### Your instructions
Convert every line of the records below into a numbered list, dropping blank lines and leaving the pictures out.

Records for pointing at named objects
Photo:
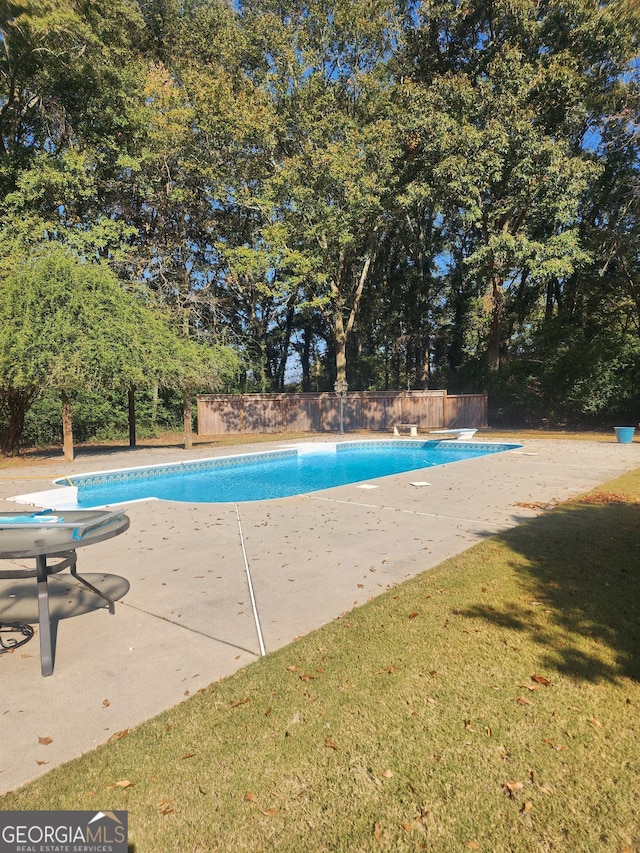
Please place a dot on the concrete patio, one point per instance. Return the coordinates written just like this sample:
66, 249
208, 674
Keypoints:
185, 618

### Problem solution
1. Photo:
2. Please place a dot on the concrete patio, one point per instance. Return the coordinates written just like this sample:
3. 66, 249
4. 208, 674
5. Keypoints:
6. 185, 618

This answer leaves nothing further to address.